*SUPPLIED MATERIAL:*
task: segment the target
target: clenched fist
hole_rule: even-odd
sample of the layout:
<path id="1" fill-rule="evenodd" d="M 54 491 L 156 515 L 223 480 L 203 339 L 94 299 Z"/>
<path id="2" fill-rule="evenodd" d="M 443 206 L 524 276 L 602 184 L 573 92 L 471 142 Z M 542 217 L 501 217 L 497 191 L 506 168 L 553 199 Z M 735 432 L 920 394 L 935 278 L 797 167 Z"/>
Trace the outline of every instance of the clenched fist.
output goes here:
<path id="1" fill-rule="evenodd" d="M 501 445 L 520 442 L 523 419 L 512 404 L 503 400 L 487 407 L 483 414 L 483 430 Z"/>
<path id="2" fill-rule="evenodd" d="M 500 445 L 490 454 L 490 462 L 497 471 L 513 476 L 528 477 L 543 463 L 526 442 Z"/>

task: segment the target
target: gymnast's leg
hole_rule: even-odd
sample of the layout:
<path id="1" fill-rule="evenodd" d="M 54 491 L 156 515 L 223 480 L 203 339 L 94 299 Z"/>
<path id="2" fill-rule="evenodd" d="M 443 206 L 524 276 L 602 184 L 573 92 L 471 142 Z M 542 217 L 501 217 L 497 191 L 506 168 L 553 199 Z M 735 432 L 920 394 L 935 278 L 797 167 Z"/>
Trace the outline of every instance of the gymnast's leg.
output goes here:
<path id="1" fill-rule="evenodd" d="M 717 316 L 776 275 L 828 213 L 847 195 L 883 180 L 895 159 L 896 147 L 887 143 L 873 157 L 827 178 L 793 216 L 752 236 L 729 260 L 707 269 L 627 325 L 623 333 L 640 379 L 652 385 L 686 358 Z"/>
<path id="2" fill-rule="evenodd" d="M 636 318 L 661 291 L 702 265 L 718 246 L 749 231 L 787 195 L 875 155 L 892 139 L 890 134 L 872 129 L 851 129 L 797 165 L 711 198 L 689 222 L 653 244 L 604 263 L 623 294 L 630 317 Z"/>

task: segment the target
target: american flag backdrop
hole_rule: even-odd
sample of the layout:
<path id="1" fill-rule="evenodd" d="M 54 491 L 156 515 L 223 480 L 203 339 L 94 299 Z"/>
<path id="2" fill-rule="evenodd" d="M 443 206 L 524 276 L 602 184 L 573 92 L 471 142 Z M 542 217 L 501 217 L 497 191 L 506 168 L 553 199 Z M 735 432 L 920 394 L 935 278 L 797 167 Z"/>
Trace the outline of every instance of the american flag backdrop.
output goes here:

*THE PROBLEM:* Which lines in the records above contain the word "every"? Copy each one.

*REPLY TO THE TASK:*
Trace the outline of every instance of the clenched fist.
Trace the outline of every instance of the gymnast's leg.
Trace the outline of every instance of the american flag backdrop.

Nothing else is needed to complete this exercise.